Data shown:
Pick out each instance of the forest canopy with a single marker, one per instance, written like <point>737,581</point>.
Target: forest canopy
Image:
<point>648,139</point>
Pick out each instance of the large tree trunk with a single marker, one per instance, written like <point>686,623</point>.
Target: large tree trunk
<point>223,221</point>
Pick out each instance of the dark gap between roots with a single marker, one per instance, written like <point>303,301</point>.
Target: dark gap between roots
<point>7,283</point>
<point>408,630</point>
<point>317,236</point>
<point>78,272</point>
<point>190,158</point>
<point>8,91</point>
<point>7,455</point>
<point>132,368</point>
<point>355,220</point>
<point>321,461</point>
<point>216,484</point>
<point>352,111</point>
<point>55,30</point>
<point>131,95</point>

Aim: Please copy out every line above word for word, changing nothing.

Correct output:
Pick out each instance of the forest canopy with a single marker, one per instance, written like <point>737,581</point>.
Target: forest canopy
Image:
<point>648,139</point>
Pick out each instance of the large tree trunk with a single marker, one per instance, written like <point>686,623</point>.
Target: large tree trunk
<point>223,221</point>
Pick out each instance of the dark gap between roots with a single marker, one per instance, written like <point>303,301</point>.
Target: dark gap between roots
<point>7,283</point>
<point>408,630</point>
<point>317,236</point>
<point>78,272</point>
<point>190,158</point>
<point>8,91</point>
<point>7,455</point>
<point>132,368</point>
<point>355,220</point>
<point>321,461</point>
<point>216,484</point>
<point>352,111</point>
<point>55,30</point>
<point>131,95</point>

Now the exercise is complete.